(What the task requires) The word "green" marks the lines to keep; find each one in the data and copy it.

(Task inputs)

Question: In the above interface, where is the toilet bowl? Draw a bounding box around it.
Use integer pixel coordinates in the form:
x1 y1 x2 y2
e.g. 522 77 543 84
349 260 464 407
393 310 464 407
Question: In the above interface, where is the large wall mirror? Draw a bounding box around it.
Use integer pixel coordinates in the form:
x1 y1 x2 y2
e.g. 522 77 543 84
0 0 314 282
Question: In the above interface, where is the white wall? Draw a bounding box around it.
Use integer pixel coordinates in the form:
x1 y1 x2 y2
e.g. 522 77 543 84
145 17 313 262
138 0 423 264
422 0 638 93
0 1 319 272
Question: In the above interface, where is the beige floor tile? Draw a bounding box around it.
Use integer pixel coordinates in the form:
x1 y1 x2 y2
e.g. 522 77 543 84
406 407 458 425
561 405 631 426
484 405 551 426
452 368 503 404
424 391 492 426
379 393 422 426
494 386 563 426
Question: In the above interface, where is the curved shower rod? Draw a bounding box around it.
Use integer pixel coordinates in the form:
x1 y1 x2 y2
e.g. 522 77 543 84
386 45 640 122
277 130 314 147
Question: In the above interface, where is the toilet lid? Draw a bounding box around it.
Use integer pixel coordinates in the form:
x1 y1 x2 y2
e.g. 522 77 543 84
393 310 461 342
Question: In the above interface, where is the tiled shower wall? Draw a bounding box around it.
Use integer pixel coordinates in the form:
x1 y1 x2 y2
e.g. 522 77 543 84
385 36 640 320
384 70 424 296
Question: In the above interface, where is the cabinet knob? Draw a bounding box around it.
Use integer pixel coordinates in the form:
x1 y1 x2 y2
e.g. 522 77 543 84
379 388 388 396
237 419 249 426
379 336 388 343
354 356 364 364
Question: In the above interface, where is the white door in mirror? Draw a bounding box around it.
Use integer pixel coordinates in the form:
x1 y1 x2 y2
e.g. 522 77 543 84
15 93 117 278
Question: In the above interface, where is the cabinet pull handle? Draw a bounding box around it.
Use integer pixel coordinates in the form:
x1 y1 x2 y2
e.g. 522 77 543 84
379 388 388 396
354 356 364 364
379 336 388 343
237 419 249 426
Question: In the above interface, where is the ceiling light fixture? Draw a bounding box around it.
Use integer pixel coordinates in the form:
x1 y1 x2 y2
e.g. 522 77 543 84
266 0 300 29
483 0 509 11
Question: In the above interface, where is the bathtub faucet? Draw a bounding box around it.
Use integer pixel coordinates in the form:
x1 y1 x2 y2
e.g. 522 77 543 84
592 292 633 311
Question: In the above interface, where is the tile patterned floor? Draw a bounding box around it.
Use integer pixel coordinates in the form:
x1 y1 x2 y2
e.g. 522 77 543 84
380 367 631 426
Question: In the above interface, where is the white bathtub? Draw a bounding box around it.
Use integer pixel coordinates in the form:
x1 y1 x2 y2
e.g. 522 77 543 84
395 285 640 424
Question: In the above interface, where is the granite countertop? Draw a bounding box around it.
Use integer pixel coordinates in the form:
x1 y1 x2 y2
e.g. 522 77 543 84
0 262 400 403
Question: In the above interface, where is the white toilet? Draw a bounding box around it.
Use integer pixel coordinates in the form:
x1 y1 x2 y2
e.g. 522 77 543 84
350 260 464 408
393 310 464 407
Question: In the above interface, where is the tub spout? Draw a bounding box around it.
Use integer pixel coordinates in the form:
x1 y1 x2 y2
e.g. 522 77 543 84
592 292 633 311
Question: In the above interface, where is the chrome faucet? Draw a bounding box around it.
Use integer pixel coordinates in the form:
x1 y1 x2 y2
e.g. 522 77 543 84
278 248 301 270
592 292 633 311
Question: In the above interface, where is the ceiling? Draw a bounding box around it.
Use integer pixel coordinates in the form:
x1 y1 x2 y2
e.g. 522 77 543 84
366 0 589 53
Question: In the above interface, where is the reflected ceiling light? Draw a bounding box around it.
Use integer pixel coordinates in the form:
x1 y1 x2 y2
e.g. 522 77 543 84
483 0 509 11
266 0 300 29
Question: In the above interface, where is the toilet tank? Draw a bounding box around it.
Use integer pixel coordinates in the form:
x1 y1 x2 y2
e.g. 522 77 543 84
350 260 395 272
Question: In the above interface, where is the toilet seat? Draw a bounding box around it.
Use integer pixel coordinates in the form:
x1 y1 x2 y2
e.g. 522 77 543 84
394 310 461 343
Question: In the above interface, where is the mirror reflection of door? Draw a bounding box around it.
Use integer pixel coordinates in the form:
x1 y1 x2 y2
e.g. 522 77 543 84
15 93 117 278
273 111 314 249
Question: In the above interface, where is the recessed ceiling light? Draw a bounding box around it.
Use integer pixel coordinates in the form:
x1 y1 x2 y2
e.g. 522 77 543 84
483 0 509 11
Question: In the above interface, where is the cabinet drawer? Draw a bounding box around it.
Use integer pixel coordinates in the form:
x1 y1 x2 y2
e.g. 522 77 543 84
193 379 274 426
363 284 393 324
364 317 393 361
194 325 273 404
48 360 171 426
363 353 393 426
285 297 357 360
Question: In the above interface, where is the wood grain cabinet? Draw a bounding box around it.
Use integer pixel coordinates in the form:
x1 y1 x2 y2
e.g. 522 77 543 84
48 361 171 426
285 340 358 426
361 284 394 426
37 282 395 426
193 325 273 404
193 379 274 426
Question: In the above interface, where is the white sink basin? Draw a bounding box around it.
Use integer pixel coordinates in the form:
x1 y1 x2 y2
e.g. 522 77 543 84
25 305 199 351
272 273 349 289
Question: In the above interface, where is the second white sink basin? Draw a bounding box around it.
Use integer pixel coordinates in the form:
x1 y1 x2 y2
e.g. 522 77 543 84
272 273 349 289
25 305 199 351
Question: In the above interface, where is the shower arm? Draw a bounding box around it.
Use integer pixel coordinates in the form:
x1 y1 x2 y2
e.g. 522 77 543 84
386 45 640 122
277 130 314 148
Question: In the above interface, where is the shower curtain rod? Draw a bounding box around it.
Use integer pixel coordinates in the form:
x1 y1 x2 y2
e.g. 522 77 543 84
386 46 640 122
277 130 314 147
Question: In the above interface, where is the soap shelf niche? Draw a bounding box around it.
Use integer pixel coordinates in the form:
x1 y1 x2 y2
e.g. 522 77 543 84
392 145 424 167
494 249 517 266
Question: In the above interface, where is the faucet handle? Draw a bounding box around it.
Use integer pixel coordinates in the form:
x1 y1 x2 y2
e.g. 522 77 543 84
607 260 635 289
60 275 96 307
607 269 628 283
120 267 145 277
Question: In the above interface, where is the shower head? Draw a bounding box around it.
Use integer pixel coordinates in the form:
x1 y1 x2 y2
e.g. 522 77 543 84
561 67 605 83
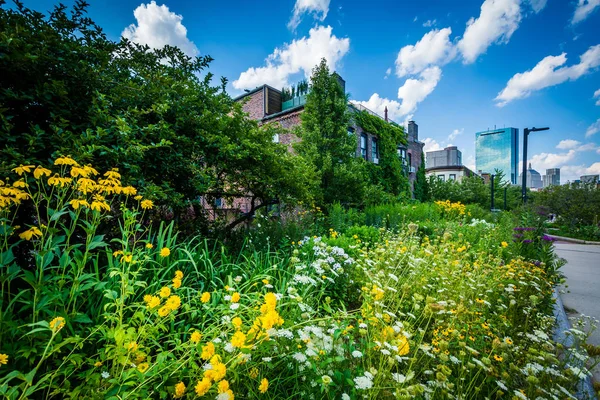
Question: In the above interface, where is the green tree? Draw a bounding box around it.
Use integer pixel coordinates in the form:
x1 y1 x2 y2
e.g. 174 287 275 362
296 59 366 206
413 154 430 202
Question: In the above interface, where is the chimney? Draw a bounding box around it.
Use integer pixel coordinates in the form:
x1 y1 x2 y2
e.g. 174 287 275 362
408 120 418 142
384 106 388 122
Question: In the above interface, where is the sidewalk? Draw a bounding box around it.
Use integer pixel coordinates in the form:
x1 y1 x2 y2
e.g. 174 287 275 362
555 242 600 387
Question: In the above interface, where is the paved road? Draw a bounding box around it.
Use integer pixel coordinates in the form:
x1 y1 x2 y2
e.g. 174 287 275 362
556 242 600 385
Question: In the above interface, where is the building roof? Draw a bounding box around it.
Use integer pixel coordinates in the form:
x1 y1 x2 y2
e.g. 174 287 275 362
261 104 305 122
425 165 475 175
232 84 282 102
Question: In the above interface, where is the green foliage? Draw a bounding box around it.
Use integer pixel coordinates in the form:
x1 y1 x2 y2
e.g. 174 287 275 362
413 154 430 202
0 1 313 232
534 182 600 230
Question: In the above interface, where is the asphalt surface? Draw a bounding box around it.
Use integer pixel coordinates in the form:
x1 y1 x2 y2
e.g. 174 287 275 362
555 242 600 386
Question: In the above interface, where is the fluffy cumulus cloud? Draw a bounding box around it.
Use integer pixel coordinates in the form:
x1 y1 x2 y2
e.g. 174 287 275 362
556 139 581 150
288 0 330 31
587 118 600 138
351 94 403 122
495 45 600 106
232 26 349 90
448 128 464 141
397 66 442 117
594 88 600 105
423 137 443 153
561 163 600 182
528 150 578 171
395 28 455 77
457 0 522 64
122 1 199 57
571 0 600 25
526 0 548 13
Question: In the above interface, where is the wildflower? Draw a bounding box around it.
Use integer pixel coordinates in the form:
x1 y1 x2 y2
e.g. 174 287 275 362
494 354 503 362
231 331 246 348
173 278 182 289
165 295 181 310
354 373 374 390
259 378 269 393
141 199 154 209
137 362 149 373
174 382 186 398
159 287 171 298
0 354 8 366
33 166 52 179
218 380 230 393
144 295 160 309
191 331 202 344
249 367 259 379
397 335 410 356
94 361 102 367
201 342 215 360
121 186 137 196
127 342 139 352
201 292 211 303
232 317 242 329
175 270 184 279
160 247 170 257
504 337 513 345
49 317 65 332
90 200 110 212
321 375 332 385
501 241 508 248
195 378 211 396
145 242 153 249
12 165 34 175
121 254 133 263
19 226 42 241
70 199 90 210
54 156 78 166
158 306 171 317
101 371 110 379
231 292 241 303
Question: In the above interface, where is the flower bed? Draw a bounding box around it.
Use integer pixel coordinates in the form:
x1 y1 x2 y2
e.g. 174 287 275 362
0 161 590 399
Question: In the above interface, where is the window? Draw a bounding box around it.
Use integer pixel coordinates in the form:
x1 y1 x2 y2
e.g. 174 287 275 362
273 133 280 143
408 152 412 168
437 174 445 182
215 198 223 208
449 174 456 181
397 147 407 164
360 134 368 160
347 127 355 137
372 138 378 162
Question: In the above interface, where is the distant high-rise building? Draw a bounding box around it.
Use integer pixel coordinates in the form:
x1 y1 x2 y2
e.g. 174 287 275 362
543 168 560 187
519 163 543 189
426 146 462 169
475 127 519 184
581 174 599 184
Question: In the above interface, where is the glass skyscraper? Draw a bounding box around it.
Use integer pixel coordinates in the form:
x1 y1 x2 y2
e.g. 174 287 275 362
475 127 519 184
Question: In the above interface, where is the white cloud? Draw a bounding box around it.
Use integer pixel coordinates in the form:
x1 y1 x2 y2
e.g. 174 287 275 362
288 0 330 31
395 28 455 77
495 45 600 106
571 0 600 25
527 0 548 13
561 162 600 182
423 137 443 153
351 94 403 121
586 118 600 138
556 139 581 150
529 150 577 171
448 128 464 141
232 26 349 91
457 0 522 64
413 16 418 22
577 142 598 151
397 66 442 116
423 19 437 27
594 88 600 105
122 1 199 57
384 67 392 79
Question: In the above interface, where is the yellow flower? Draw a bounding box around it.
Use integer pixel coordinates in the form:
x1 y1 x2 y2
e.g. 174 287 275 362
201 342 215 360
127 342 139 352
165 295 181 311
141 199 154 209
158 305 171 317
12 165 35 175
159 287 171 298
121 254 133 263
262 279 269 285
231 292 241 303
504 337 513 345
493 354 503 362
501 241 508 248
33 166 52 179
49 317 65 332
207 362 226 381
230 331 246 348
190 331 202 344
19 226 42 241
54 156 78 166
172 277 182 289
259 378 269 394
70 199 90 210
397 335 410 356
249 367 259 379
137 362 149 373
195 378 211 396
121 186 137 196
232 317 242 330
201 292 211 303
94 361 102 367
218 380 229 393
145 242 153 249
174 381 186 398
160 247 170 257
0 354 8 366
175 270 184 279
90 200 110 212
134 195 143 201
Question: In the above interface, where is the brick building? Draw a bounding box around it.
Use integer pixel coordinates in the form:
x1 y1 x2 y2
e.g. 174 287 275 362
233 80 425 190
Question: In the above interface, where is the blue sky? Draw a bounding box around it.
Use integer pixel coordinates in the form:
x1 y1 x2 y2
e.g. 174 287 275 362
20 0 600 182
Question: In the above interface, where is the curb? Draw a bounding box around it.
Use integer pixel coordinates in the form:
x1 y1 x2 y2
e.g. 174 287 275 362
553 290 597 399
547 234 600 245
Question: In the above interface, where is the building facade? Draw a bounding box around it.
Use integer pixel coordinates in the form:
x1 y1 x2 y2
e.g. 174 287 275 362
234 82 424 190
475 127 519 184
581 174 599 184
543 168 560 187
519 163 543 189
426 146 462 169
425 165 476 182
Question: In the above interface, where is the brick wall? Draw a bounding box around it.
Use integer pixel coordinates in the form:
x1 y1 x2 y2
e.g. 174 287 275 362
240 90 265 120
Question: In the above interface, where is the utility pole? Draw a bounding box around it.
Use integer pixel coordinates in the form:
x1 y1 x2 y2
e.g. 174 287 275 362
491 174 495 211
522 127 549 204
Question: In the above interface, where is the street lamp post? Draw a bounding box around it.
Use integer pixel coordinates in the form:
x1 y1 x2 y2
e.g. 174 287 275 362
522 127 549 204
490 174 495 210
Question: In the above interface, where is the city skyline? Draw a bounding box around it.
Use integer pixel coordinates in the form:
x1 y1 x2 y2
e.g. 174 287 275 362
17 0 600 182
476 127 519 184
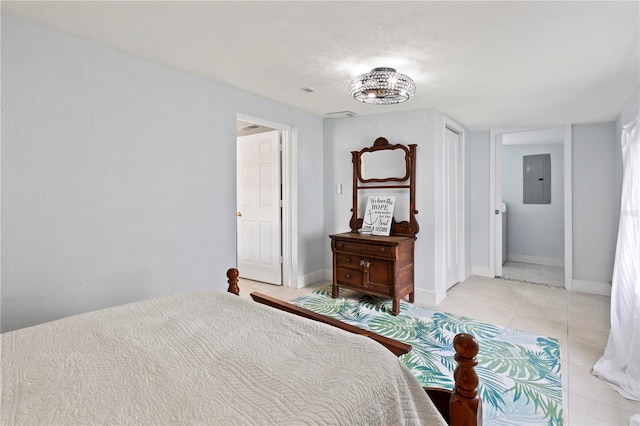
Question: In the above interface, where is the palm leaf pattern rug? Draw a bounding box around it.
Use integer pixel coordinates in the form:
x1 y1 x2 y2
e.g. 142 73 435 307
292 286 563 426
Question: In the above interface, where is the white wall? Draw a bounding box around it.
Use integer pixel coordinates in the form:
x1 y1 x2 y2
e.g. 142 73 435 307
466 131 491 273
323 109 437 288
1 15 324 332
572 86 639 288
572 122 617 285
502 143 564 263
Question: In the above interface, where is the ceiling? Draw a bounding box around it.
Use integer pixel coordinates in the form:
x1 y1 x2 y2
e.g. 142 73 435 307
237 120 276 137
2 1 639 130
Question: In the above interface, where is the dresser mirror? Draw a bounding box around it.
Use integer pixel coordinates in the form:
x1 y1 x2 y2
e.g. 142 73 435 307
360 148 409 181
350 137 419 238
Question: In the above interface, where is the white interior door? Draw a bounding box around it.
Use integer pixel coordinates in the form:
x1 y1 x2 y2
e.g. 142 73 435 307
236 130 282 285
445 127 462 289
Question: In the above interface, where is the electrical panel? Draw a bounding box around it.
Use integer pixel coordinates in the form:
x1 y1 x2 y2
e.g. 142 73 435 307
523 154 551 204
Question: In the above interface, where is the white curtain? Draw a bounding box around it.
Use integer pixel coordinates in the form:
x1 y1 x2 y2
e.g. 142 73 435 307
592 112 640 401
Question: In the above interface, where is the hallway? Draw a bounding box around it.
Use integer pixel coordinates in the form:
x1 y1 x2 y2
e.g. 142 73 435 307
501 260 565 287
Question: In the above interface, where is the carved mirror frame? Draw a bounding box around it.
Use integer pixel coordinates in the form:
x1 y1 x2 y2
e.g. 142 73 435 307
350 137 419 237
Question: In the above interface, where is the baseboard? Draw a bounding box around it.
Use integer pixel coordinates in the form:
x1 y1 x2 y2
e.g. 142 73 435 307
295 269 329 289
507 254 564 267
414 286 441 306
464 265 472 281
573 279 611 296
470 265 493 277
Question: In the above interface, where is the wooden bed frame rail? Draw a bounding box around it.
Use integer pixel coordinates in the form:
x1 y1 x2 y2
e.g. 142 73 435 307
226 268 481 426
249 291 412 357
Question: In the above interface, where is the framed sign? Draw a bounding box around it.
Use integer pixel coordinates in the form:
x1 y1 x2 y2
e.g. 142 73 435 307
361 196 396 236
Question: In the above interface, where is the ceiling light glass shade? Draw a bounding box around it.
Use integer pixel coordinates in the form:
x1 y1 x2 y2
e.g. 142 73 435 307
349 67 416 105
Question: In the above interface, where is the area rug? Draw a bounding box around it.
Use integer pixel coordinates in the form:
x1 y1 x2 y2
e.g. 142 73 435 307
292 286 563 426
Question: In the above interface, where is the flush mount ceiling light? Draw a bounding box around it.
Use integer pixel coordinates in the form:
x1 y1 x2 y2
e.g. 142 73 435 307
348 67 416 105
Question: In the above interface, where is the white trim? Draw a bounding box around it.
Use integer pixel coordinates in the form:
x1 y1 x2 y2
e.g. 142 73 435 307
288 127 299 288
415 286 440 306
573 279 611 296
563 125 573 290
503 139 564 145
297 269 329 288
464 266 472 281
442 117 466 291
434 122 446 301
506 254 564 267
489 130 496 277
236 114 297 288
471 265 494 277
489 130 504 277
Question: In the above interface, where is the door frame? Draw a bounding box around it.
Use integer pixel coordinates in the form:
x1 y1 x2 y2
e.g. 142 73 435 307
434 116 466 300
489 125 573 290
443 118 466 289
236 114 296 288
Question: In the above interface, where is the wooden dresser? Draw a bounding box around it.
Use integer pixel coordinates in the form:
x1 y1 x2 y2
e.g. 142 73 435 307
330 232 415 315
332 137 419 316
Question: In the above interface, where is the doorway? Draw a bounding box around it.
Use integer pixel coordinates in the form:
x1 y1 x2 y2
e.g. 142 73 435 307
236 115 294 287
490 126 573 289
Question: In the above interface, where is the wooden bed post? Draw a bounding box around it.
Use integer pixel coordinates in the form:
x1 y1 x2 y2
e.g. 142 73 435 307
226 268 240 295
450 333 482 426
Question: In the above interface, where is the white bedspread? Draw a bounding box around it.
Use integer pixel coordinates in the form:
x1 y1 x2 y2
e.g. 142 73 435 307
2 291 445 425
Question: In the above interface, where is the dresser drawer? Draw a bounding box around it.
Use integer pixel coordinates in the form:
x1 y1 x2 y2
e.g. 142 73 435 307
335 253 361 268
335 267 363 287
333 240 396 260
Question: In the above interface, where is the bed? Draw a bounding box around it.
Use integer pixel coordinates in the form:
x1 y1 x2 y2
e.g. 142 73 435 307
1 268 481 425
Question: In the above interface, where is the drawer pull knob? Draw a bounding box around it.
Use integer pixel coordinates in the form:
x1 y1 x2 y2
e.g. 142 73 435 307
337 243 344 248
347 274 351 278
345 257 351 263
380 248 386 252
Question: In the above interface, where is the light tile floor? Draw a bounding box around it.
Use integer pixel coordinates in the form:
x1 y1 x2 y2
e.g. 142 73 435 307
238 275 639 425
502 260 565 287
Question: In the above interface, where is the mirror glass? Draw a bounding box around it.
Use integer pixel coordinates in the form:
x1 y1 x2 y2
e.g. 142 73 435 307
361 148 407 180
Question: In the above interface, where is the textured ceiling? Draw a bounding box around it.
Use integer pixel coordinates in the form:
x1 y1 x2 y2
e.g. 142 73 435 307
2 1 639 130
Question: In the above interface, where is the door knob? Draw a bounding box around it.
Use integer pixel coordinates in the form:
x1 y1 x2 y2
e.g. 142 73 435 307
495 209 500 215
237 212 242 217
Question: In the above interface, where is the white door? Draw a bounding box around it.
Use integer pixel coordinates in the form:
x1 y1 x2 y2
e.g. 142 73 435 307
445 127 462 289
236 130 282 285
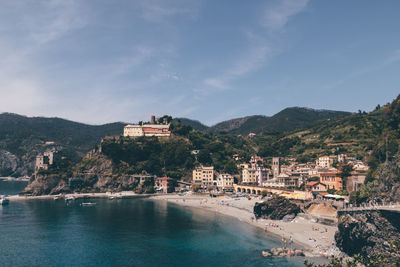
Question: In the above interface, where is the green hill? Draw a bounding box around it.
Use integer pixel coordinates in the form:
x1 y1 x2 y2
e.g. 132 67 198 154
0 113 125 176
208 107 351 135
175 117 209 131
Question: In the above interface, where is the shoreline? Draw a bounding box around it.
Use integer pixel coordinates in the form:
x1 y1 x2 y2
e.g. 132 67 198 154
0 177 30 182
149 194 341 258
6 191 154 201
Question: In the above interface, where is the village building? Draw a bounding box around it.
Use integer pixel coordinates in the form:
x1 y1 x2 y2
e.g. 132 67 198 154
240 164 257 184
155 177 175 193
216 173 234 190
319 170 342 190
239 156 269 186
316 156 334 168
192 166 214 187
305 181 328 199
262 179 285 188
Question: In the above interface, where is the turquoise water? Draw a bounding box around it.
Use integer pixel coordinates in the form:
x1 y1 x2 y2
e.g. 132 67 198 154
0 183 305 266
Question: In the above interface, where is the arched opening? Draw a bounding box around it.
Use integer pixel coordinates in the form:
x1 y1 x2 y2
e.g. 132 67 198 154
257 190 261 195
247 189 251 194
252 189 256 194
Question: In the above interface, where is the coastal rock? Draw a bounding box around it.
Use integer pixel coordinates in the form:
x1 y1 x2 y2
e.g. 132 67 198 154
262 251 272 258
294 249 304 256
282 213 296 222
263 248 304 258
335 210 400 265
254 196 302 220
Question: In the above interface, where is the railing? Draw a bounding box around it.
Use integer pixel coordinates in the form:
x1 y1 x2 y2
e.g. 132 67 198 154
339 202 400 212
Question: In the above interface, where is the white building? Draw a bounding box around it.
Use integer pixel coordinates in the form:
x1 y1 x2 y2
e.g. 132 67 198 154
216 173 234 190
124 124 171 137
316 156 333 168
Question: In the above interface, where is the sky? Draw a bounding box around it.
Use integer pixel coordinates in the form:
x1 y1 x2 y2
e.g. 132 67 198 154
0 0 399 126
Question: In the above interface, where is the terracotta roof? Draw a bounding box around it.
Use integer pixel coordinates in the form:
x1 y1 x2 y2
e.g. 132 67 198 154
157 177 174 180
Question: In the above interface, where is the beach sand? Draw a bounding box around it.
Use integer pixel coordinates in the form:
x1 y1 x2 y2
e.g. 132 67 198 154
150 194 341 258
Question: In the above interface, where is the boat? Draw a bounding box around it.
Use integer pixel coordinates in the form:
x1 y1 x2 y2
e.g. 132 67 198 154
81 202 96 206
65 196 75 202
0 196 10 205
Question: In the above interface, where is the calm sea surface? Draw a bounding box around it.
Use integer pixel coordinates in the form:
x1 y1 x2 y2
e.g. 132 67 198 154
0 181 305 266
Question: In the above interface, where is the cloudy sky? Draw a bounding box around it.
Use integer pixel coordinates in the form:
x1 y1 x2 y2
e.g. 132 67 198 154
0 0 399 125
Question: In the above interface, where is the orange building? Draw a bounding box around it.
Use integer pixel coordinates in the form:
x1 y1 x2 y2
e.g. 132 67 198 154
319 171 342 190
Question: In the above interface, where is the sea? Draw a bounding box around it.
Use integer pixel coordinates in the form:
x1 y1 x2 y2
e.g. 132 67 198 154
0 180 306 266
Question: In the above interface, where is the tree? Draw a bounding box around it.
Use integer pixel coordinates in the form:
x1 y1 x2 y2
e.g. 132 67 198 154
261 190 268 198
339 164 353 190
192 184 201 192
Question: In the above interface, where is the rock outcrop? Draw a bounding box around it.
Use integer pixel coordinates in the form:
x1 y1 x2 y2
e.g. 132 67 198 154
21 153 155 195
335 210 400 265
254 196 302 220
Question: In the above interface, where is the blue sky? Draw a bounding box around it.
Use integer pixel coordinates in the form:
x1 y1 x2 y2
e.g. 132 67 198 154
0 0 399 125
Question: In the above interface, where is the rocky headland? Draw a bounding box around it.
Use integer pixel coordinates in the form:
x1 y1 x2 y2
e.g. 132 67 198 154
335 210 400 265
21 152 154 196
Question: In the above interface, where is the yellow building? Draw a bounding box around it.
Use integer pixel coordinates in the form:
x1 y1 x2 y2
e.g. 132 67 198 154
192 166 214 187
240 164 257 184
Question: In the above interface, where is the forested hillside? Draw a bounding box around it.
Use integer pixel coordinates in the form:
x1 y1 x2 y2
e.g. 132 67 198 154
206 107 351 135
0 113 124 176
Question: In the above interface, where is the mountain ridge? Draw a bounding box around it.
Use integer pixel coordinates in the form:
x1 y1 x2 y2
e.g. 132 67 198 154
178 107 352 135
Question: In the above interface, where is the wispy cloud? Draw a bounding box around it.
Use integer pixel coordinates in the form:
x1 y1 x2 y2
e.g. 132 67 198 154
140 0 198 24
260 0 309 32
201 0 309 93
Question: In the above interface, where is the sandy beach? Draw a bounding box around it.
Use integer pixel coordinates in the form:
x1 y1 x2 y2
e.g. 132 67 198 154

(Written answer)
Question: In the above interface, where is the green tree? Draw a bounding box around it.
Question: In the above interface, where is the green foliage? Draw a bounding box around it.
Question: In the above interface, where is the green hill? Draw a bounding box around it.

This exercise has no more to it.